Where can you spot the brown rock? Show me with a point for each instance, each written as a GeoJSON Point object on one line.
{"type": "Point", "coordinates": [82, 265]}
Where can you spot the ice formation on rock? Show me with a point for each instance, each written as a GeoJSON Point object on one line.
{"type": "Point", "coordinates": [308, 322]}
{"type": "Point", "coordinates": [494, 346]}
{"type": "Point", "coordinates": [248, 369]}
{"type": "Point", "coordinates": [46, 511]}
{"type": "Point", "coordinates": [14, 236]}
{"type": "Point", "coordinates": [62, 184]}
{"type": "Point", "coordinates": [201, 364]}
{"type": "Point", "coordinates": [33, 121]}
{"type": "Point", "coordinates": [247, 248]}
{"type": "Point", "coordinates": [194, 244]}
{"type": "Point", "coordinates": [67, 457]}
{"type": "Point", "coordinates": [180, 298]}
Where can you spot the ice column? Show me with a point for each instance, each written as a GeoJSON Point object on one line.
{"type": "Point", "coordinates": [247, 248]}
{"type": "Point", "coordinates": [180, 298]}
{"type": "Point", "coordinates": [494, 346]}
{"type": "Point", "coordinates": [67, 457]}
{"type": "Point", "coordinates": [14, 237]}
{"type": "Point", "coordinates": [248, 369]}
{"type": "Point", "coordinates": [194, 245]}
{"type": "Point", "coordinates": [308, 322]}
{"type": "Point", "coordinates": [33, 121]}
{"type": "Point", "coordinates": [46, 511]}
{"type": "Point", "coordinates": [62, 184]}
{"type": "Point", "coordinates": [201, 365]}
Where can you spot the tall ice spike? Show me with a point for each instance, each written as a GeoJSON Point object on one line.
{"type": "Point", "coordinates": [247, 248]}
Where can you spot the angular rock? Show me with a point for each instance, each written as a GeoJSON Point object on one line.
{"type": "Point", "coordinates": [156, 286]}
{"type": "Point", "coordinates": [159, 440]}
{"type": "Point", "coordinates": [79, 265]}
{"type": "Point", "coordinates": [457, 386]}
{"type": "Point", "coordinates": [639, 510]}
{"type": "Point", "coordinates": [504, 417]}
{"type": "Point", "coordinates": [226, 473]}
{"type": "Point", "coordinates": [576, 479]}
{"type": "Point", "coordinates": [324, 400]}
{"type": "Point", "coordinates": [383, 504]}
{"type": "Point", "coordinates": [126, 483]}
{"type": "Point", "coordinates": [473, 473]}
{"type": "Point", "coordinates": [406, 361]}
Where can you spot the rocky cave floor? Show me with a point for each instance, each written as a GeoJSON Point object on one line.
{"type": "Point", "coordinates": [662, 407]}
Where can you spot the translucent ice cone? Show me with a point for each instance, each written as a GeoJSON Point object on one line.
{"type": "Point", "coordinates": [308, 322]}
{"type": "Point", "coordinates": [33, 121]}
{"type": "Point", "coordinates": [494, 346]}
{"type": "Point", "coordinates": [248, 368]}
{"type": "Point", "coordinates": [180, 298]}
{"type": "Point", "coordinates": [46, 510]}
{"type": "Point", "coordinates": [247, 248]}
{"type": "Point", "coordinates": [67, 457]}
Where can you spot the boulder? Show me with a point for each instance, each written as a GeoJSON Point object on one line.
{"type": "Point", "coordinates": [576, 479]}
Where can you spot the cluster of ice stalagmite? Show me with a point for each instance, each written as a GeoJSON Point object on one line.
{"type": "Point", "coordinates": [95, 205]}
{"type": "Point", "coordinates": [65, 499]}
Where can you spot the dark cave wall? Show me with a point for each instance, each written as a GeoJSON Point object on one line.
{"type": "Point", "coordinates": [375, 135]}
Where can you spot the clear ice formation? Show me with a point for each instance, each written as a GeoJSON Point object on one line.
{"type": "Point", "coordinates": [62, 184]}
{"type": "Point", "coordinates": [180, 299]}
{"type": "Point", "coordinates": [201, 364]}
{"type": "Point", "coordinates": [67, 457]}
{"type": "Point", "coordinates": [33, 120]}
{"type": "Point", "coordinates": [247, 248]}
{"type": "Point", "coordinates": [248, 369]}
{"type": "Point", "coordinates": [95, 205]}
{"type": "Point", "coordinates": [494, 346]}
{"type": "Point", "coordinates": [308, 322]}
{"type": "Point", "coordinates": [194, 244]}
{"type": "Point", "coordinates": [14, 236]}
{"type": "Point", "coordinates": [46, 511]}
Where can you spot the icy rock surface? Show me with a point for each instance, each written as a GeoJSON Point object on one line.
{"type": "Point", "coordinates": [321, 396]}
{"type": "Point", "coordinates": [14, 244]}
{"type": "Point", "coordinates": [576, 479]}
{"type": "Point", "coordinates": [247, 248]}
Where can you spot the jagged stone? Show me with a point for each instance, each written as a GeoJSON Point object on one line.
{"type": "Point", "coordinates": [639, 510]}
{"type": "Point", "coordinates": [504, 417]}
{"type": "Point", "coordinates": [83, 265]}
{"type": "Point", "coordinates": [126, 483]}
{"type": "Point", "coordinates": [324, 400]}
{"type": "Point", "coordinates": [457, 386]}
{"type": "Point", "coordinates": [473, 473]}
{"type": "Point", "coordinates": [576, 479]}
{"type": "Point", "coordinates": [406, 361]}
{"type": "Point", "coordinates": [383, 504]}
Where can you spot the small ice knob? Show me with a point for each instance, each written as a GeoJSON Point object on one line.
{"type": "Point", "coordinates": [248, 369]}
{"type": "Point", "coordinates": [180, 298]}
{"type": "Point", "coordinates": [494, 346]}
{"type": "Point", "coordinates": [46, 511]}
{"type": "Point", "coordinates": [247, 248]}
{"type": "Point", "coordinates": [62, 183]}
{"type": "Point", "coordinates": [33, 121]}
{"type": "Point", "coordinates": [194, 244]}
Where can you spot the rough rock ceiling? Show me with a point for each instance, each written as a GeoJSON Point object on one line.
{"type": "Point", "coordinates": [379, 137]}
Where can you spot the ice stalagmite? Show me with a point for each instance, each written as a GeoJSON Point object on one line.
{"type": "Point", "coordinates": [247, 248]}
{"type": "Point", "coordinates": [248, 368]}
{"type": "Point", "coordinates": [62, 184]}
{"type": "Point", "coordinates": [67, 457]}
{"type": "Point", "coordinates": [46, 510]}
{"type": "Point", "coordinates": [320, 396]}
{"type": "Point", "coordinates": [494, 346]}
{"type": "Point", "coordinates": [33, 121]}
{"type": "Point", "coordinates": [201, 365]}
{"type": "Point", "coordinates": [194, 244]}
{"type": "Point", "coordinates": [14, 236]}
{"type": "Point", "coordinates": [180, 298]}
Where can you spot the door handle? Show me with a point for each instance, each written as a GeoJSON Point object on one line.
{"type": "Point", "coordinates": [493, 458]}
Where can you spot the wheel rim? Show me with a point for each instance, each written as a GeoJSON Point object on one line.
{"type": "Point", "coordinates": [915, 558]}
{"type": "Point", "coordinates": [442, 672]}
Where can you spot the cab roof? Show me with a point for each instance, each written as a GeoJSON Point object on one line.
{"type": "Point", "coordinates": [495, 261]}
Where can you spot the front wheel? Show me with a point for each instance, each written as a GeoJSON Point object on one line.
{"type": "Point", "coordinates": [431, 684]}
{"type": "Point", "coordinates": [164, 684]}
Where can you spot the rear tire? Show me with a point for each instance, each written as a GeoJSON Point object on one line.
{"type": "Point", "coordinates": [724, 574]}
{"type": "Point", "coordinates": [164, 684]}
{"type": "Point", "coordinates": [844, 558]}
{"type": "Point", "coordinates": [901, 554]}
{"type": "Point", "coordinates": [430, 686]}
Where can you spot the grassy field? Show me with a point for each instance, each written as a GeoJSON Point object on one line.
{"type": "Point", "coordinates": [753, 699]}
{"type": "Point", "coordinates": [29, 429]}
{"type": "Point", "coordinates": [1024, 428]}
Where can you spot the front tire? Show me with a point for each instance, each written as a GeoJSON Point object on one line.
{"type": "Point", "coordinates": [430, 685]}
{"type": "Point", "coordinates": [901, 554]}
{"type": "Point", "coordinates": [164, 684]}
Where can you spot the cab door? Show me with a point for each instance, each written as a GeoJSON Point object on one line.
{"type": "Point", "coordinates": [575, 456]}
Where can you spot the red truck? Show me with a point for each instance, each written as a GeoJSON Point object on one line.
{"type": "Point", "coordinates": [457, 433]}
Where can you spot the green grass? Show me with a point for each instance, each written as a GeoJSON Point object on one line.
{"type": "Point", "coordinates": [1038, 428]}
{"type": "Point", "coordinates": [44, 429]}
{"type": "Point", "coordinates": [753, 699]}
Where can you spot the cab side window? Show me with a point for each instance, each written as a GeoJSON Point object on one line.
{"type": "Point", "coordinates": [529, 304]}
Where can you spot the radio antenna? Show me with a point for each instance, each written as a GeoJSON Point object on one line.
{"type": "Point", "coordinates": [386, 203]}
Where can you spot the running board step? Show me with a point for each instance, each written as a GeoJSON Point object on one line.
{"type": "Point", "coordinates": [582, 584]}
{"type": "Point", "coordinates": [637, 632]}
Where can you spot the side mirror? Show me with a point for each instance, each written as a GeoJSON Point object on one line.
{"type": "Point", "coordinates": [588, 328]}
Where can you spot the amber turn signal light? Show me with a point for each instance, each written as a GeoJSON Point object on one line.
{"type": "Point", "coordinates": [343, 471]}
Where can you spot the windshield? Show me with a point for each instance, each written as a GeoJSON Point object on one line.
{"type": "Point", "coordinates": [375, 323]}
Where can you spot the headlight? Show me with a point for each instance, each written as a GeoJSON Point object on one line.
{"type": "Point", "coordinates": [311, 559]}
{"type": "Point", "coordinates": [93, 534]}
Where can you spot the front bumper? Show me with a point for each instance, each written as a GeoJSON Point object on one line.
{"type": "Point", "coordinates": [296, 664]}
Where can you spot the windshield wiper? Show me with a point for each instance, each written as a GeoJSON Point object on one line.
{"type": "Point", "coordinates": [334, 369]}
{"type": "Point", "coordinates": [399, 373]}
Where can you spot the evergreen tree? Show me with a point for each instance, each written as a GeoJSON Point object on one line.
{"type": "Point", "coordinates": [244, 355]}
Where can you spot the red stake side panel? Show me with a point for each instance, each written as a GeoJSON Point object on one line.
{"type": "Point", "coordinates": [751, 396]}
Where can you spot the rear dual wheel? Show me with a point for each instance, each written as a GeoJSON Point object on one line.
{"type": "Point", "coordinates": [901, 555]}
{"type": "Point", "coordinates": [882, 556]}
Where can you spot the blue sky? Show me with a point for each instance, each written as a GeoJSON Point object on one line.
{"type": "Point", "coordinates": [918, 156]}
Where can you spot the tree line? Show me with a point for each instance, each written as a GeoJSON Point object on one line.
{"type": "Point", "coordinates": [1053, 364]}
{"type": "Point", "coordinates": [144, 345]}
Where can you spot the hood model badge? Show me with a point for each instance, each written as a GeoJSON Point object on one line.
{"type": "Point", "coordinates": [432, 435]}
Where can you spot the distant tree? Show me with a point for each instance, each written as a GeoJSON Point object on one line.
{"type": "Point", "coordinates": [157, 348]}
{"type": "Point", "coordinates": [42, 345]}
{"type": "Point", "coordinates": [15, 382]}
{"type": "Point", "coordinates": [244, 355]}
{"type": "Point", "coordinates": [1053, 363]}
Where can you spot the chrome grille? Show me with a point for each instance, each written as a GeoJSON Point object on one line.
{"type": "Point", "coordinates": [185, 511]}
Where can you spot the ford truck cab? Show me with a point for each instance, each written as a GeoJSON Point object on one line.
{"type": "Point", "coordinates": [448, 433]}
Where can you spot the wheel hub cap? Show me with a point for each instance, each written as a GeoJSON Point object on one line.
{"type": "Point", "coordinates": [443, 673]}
----------
=== What is required ===
Repeat, exactly and only, the lines above from the one containing "Where can you spot the evergreen" through the end of the material.

=== Solution ===
Where can you spot the evergreen tree? Show me with a point for each instance, each written as a GeoJSON Point object on one line.
{"type": "Point", "coordinates": [244, 355]}
Where can you spot the red stake side panel? Show me with a point for each instance, each written as a GeoJSON Point object on one line.
{"type": "Point", "coordinates": [751, 396]}
Where can you spot the rear dual wheel? Show me with a point for each instance, each written as a GeoJSON Point object on one line.
{"type": "Point", "coordinates": [901, 555]}
{"type": "Point", "coordinates": [882, 556]}
Where can you spot the blue sky? Show me with a point for each instance, each written as a GeoJSON Point object on one line.
{"type": "Point", "coordinates": [918, 156]}
Where can you spot the tree line? Show me with a point for each instance, each written as a GeoJSON Point object on one line.
{"type": "Point", "coordinates": [1053, 364]}
{"type": "Point", "coordinates": [144, 345]}
Where can you spot the hood model badge? Show me with a point for each instance, each written as a GeoJSON Point object on one line.
{"type": "Point", "coordinates": [432, 435]}
Where can you spot the distant tree? Show me with a point for each instance, each written as a GeoJSON Point object on one line.
{"type": "Point", "coordinates": [157, 348]}
{"type": "Point", "coordinates": [42, 345]}
{"type": "Point", "coordinates": [15, 382]}
{"type": "Point", "coordinates": [244, 355]}
{"type": "Point", "coordinates": [1053, 363]}
Where can you spot the chrome grille? Show me with a point for each instance, each written as a GeoJSON Point object on one line.
{"type": "Point", "coordinates": [185, 511]}
Where can you spot the ford truck cab? Show me with a point for each instance, each written as a GeoJSON Point object on one line.
{"type": "Point", "coordinates": [448, 433]}
Where can you spot the wheel hub cap? Show me with a point for each instance, each written as a GeoJSON Point object on one line.
{"type": "Point", "coordinates": [443, 673]}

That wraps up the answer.